▶ **Task goal**: Reproduce the part of the items below that opens with the line containing "Practice. For this step, pick out the white picture" and closes with the line containing "point(362, 397)", keeping every line, the request included. Add 84 to every coordinate in the answers.

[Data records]
══════

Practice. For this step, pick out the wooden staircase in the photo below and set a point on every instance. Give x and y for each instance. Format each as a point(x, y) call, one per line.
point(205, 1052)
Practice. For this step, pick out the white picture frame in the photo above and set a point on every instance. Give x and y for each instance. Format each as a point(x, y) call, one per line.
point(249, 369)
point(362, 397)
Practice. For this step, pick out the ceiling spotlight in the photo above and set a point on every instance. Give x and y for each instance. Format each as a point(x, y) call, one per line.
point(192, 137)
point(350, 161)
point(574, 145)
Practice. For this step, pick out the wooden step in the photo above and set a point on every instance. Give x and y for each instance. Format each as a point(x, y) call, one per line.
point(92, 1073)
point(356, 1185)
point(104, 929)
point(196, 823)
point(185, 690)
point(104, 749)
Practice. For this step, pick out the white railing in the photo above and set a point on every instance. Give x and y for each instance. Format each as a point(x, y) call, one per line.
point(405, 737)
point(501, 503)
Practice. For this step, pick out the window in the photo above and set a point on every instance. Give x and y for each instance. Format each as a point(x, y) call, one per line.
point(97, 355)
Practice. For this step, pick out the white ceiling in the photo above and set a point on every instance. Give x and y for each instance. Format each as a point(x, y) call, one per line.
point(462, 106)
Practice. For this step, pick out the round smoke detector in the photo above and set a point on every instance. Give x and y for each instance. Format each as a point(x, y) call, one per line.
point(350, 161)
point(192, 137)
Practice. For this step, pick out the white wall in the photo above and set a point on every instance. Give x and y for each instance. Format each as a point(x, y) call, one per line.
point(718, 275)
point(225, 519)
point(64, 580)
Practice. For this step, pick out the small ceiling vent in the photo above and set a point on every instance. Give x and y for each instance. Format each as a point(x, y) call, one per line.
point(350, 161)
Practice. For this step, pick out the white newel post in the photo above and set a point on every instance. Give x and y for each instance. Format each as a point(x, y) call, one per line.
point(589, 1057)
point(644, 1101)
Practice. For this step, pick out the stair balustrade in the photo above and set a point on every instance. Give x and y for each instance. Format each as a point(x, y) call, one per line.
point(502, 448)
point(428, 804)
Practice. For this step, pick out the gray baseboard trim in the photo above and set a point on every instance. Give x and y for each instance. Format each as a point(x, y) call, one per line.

══════

▶ **Result below**:
Practice. For this step, pick out the white picture frame in the photo above and set a point on every instance. Give x and y for each instance. Format each as a point(x, y) call, one per line.
point(333, 453)
point(446, 481)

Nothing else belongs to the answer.